Things to do.
1 - Repeat everything in the passage on UrQMD simulations of Au+Au collisions from "In this work, we" down to "baryon density region.", word for word.
2 - Carry on the passage on UrQMD simulations of Au+Au collisions, starting right after its final sentence.

--- START OF Extract to read ---

In this work, we use version 3.4 of the UrQMD model to generate Monte Carlo event samples of Au+Au collisions at center of mass energies of \(\sqrt{s_{{\text{NN}}}}\) = 2.11, 2.22, 2.32, 2.4, 2.51, 2.7, 2.86, 3.0, 3.5, 4.5, and 4.9 GeV, corresponding to beam kinetic energies of 0.5, 0.7, 1.0, 1.23, 1.5, 2.0, 2.5, 2.91, 4.65, 8.9, and 11 GeV per nucleon, respectively. Both cascade and mean-field modes of UrQMD are used to systematically study the collective flow in the high baryon density region.
3 Results and discussion
Following the STAR experimental analysis procedures, the collision centrality in this study is determined by the reference multiplicity, which is the number of charged pions, kaons, and protons within the pseudorapidity range \(|\eta |\) < 0.5 [45]. In Fig. 1, the reference multiplicity distribution in Au+Au collisions with the UrQMD cascade version from the center-of-mass energy \(\sqrt{s_{{\text{NN}}}}\) = 2.11–4.9 GeV is shown. These hadrons are produced more copiously at higher collision energies. The collision centrality bins for each energy can be determined by fitting the Glauber model [46]. In the following discussion, we report results from the 10–40% centrality bin where the collectivity is expected to have the maximum strength, especially the second order of the Fourier coefficient \(v_2\).
According to the recent STAR collective flow measurements at \(\sqrt{s_{{\text{NN}}}}\) = 3 GeV [23, 24], the UrQMD model results from both mean-field and cascade modes are compared with experimental data for the same centrality interval and kinematic selection criteria. Figure 2 presents the rapidity dependence of \(v_1\) and \(v_2\) for proton and \(\pi ^{+}\) in 10–40% centrality Au+Au collisions at \(\sqrt{s_{{\text{NN}}}}\) = 3 GeV. The symbols denote the STAR data. The red and blue bands represent the results from the UrQMD mean-field and cascade mode, respectively. Due to the experimental acceptance, only the negative rapidity range results are shown [23].

--- END OF Extract to read ---
--- START OF Given information ---

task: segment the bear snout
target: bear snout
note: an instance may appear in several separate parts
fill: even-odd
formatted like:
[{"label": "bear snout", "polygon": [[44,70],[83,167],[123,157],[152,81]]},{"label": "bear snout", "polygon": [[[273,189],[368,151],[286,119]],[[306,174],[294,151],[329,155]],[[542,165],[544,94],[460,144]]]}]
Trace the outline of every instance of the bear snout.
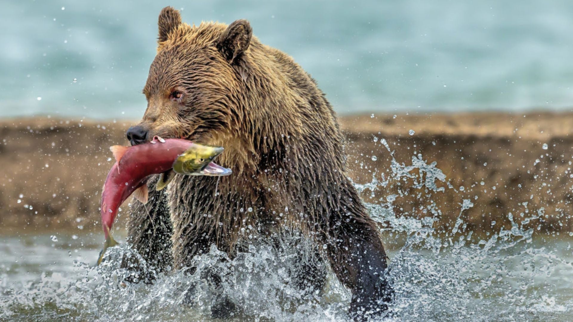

--- END OF Given information ---

Outputs.
1 -
In this work, we use version 3.4 of the UrQMD model to generate Monte Carlo event samples of Au+Au collisions at center of mass energies of \(\sqrt{s_{{\text{NN}}}}\) = 2.11, 2.22, 2.32, 2.4, 2.51, 2.7, 2.86, 3.0, 3.5, 4.5, and 4.9 GeV, corresponding to beam kinetic energies of 0.5, 0.7, 1.0, 1.23, 1.5, 2.0, 2.5, 2.91, 4.65, 8.9, and 11 GeV per nucleon, respectively. Both cascade and mean-field modes of UrQMD are used to systematically study the collective flow in the high baryon density region.

2 -
Negative \(v_2\) values were observed at mid-rapidity for both protons and \(\pi ^{+}\) at \(\sqrt{s_{{\text{NN}}}}\) = 3 GeV, indicating the shadowing effect of the passing spectators. Meanwhile, the proton \(v_2\) is positive in the forward rapidity region. For the \(v_1\) results, a strong \(v_1\) signal was observed compared to the high-energy results [47]. The proton \(v_1\) increases from the forward to mid-rapidity region, whereas \(\pi ^{+}\) \(v_1\) exhibited the opposite trend. The standard UrQMD cascade mode failed to describe the experimental data. However, by including the mean-field potential, the UrQMD results reproduce the rapidity dependence and negative \(v_2\) values at mid-rapidity for both protons and \(\pi ^{+}\). These agreements between the experimental data and UrQMD calculations with mean-field potential imply that hadronic interactions play an important role in the collective flow development at such collision energies. Similar to Fig. 2, we present the \(p_{\text{T}}\) dependence of \(v_1\) and \(v_2\) for protons and \(\pi ^{+}\) in 10–40% centrality Au+Au collisions at \(\sqrt{s_{{\text{NN}}}}\) = 3 GeV in Fig. 3. The mid-rapidity range of \(-0.5< y < 0\) for protons and \(\pi ^{+}\) are used in this analysis, which is consistent with the STAR experimental selection. Both \(v_1\) and \(v_2\) are negative and decrease with increasing \(p_{\text{T}}\). Again, the red bands shown in the figure indicate the UrQMD results with mean-field potential, which can reproduce the \(p_{\text{T}}\) dependence and qualitatively describe the experimental data. However, quantitative differences are visible in some \(p_{\text{T}}\) bins for both protons and \(\pi ^{+}\).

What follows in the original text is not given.